# TASK REQUIREMENTS
(1) In the seal hunt text, what share of the seals killed in the commercial hunt were "beaters" by 2007?
(2) Please output the part of the seal hunt text that begins at the words "A letter from" and stops after the words "think about this.".

The Canadian Seal Hunt
Canada’s annual commercial seal hunt, which occurs in March and April, is the largest slaughter of marine mammals on the planet. The government placed the total allowable catch for 2012 at 400,000, despite the fact that their own scientists suggested a smaller quota in the interest of sustainability.
- Isn’t it illegal to kill baby seals now?
- Do native people depend on the commercial seal hunt to survive?
- The Canadian government maintains that the hunt is humane. Is this true?
- Is the commercial seal hunt sustainable?
- Aren’t the seals eating all the cod?
- Do my taxes support the commercial seal hunt?
- How many countries have banned seal products?
- The sealers are using the meat, though, right? At least nothing goes to waste.
- What would the sealers do for money if the hunt ended?
- Are there sustainable AND profitable alternatives to the commercial seal hunt?
No. It’s only illegal to kill baby seals under the age of 11 days old, when they are known as “whitecoats”. At 12 days of age or so, the pups begin to lose their white fur – like the one in the photo to the right, who has shed the white fur on the lower half of her body – and it becomes legal to kill them. During the first part of the 21st century, 95% of the seals killed during the commercial hunt were “beaters”–seals between 12 days and 3 months old. By 2007, the percentage was 98%. Sealers prefer to kill these young seals because their pelts fetch the highest prices.1
No. The Canadian government allows for the slaughter of about 300,000 harp seals every March and April, most of whom are pups less than a few months old. The Inuit, however, engage in subsistence hunting, and kill fewer than 1,000 harp seals annually, mostly adults. They also hunt adult ring seals, killing about 10,000 each year.2 All in all, seal pelts taken by native people make up about 3% of the total number in trade.3
The government has been deliberately misleading about Inuit participation in the commercial seal hunt; in 2001, the Department of Foreign Affairs sent out a memo suggesting that they “play the Nunavut Inuit card as leverage” to open the market to seal products.4
It is also important to note that the growing number of international bans against seal products allow for the sale of products created by Inuit hunters, but the Canadian government has done very little to help native people benefit from the exemption. After all, the fact that only 3% of the hundreds of thousands of seal pelts in trade are produced by the Inuit does not mean that number is insignificant to them. Just after the European Union ban in 2009, Canadian Senator Mac Harb suggested that rather than spend taxpayers’ dollars fighting the ban, the government should put “resources and effort into supporting [Aboriginal] communities and helping them to market their products.”5
As of January 2013, the Canadian government is still fighting the ban. This should come as no surprise: the Canadian Fur Council also uses the existence of Aboriginal trappers (who bring in just 1% of the industry’s annual income) to discourage criticism of any aspect of fur production, yet they have consistently opposed initiatives to label native fur.
A letter from Arnaituk M. Tarkirk, an Inuit man from Kuujjuak, Quebec:
We have been hearing all about the European vote to ban the importation of seal products from the so-called seal hunt.
I am an Inuk and I would like to say what I think about this.

# RAW RECORDS
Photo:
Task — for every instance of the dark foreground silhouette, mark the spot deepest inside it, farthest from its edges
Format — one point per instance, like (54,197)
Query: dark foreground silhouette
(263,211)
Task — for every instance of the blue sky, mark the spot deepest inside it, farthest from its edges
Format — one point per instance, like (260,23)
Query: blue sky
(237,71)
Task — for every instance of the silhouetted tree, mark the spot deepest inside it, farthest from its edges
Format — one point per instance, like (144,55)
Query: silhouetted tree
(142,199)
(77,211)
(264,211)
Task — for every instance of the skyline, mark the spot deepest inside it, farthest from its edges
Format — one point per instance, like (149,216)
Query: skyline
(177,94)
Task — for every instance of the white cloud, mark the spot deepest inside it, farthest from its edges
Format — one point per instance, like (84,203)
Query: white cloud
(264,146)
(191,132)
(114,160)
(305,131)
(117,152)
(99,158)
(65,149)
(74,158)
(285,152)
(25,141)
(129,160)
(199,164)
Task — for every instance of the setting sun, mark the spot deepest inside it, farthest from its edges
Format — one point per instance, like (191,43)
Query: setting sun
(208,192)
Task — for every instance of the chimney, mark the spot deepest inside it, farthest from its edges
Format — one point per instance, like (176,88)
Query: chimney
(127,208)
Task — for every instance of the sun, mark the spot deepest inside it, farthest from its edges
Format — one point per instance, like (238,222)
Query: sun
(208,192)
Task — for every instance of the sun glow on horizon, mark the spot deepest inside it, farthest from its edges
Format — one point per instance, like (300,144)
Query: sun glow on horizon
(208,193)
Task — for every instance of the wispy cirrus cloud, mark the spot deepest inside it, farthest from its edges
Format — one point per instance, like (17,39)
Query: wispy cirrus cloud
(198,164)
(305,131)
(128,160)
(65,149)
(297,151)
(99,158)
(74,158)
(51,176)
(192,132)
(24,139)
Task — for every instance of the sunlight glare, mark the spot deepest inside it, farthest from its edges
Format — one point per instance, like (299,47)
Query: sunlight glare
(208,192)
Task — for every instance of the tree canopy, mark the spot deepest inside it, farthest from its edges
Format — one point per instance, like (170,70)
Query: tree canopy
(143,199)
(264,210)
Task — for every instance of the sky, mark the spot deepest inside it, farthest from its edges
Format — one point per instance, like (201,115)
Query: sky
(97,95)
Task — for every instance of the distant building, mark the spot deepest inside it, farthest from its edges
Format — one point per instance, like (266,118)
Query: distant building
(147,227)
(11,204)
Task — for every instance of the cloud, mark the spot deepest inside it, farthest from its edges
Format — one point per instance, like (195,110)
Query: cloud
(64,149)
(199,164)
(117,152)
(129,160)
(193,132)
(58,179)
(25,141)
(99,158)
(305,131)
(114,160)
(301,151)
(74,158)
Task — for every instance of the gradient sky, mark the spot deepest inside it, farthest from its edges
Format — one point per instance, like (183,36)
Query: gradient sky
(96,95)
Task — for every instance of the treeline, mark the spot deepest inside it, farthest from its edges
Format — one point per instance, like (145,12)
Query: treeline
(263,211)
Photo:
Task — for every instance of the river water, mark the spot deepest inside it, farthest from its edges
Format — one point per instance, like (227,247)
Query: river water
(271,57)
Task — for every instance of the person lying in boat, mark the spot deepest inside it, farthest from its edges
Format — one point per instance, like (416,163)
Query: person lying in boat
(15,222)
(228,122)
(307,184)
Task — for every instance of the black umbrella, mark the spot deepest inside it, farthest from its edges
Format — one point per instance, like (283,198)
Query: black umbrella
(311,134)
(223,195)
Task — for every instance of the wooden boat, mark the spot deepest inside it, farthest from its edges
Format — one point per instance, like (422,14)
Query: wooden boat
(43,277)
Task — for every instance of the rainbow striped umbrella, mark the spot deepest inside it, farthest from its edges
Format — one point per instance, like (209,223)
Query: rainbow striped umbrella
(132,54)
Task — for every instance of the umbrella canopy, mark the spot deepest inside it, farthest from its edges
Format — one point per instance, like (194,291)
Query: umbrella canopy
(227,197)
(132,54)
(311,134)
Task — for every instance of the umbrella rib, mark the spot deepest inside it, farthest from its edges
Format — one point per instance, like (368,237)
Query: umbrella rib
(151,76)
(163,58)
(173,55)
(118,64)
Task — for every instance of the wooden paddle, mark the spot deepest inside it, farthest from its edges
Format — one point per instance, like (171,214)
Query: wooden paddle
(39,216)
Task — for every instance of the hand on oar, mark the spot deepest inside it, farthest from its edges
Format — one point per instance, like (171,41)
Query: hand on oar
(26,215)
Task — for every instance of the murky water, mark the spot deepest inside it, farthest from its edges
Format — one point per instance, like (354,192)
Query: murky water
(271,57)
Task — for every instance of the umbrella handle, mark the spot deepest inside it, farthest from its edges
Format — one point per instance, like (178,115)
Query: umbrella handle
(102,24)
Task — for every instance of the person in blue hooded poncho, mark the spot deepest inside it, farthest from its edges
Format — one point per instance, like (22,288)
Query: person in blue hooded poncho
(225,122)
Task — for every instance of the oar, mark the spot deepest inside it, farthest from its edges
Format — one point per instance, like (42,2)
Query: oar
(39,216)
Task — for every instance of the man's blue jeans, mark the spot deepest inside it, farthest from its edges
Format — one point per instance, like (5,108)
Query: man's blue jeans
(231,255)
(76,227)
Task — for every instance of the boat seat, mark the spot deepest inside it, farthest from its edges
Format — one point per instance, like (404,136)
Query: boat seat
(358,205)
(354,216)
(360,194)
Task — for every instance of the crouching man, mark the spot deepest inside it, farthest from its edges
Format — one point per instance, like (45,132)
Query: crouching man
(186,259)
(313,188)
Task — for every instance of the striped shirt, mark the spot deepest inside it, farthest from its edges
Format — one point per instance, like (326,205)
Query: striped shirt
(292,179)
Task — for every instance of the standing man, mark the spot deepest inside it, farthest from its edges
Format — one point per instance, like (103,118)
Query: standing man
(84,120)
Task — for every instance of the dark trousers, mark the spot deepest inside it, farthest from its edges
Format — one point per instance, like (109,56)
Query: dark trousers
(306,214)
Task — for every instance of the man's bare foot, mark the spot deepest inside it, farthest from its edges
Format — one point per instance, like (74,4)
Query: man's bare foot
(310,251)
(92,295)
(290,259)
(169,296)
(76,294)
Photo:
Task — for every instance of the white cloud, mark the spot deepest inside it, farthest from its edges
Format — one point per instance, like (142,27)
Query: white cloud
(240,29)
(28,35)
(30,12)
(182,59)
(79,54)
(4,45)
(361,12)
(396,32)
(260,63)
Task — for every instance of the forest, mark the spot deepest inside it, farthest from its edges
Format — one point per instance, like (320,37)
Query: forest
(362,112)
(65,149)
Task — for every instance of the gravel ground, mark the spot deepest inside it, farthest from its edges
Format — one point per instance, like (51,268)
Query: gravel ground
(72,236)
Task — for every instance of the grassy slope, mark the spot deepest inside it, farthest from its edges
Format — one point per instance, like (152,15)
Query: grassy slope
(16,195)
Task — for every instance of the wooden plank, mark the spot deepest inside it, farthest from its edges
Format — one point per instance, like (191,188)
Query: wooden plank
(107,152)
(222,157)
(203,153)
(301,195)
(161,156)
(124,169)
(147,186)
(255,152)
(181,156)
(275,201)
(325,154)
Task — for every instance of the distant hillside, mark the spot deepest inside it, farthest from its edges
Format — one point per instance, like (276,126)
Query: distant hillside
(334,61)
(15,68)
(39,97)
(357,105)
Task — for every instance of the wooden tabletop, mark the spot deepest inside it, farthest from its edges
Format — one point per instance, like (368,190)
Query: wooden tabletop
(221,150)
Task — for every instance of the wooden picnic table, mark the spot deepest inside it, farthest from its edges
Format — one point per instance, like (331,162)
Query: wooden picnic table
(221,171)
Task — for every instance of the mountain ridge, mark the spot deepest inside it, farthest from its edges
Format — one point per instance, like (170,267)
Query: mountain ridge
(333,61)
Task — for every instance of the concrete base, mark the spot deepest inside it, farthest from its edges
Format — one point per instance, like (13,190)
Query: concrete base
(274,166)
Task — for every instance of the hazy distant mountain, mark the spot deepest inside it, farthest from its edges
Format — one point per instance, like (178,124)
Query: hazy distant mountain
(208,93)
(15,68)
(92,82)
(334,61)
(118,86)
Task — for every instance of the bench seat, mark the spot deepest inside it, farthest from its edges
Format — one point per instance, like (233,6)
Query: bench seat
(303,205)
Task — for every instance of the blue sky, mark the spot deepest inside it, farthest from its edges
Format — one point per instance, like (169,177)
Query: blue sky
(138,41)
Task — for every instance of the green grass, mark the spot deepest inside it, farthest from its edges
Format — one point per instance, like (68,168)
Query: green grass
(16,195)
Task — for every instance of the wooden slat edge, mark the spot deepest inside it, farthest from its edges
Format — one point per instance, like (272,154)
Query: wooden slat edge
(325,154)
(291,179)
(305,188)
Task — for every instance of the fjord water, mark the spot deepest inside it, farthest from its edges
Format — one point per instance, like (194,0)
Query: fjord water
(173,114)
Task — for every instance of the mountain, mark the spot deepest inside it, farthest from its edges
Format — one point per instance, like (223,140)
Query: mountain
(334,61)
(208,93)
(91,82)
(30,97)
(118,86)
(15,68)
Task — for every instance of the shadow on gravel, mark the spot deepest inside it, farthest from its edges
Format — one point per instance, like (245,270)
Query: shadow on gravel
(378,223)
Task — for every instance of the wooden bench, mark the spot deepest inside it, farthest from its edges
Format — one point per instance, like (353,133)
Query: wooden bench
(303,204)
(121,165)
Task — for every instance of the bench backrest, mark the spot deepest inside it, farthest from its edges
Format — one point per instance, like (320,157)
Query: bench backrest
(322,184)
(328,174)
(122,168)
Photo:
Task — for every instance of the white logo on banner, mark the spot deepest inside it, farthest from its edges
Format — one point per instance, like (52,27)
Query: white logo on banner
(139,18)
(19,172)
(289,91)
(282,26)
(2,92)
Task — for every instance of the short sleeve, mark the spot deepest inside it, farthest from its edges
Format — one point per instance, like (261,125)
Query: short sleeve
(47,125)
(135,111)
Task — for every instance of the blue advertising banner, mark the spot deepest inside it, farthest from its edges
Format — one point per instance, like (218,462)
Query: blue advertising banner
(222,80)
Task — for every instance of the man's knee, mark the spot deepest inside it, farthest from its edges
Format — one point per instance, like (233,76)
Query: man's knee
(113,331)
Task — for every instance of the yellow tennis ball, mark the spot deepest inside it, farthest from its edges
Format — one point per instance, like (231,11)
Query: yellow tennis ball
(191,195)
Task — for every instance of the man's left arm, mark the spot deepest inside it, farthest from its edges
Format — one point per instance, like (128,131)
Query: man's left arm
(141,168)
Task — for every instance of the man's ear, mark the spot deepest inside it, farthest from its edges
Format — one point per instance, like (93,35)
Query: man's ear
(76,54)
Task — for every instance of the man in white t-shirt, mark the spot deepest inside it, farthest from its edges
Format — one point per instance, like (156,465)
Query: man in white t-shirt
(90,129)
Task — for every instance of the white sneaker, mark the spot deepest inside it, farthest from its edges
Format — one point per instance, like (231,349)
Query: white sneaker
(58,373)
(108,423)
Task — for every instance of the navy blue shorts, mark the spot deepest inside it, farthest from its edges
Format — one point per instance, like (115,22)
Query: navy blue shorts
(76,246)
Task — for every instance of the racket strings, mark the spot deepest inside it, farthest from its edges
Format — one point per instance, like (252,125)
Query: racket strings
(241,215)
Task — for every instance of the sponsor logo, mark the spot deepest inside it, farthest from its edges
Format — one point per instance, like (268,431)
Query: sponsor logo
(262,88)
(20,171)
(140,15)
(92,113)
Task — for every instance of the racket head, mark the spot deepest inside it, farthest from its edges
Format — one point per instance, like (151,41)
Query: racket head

# COMPLETE ANSWERS
(1) 98%

(2)
A letter from Arnaituk M. Tarkirk, an Inuit man from Kuujjuak, Quebec:
We have been hearing all about the European vote to ban the importation of seal products from the so-called seal hunt.
I am an Inuk and I would like to say what I think about this.